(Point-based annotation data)
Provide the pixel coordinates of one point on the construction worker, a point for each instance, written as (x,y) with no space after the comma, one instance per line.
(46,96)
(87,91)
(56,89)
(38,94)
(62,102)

__EXERCISE DIRECTIONS__
Rewrite the data above with "construction worker" swapped for "pedestrian", leaving everything else unchanged.

__ANSWER TO THE PROBLEM__
Provide the pixel coordinates of one point on the pedestrian, a point for each instance, written as (x,y) with no space after the comma, one instance per line.
(46,96)
(87,91)
(56,89)
(38,94)
(62,102)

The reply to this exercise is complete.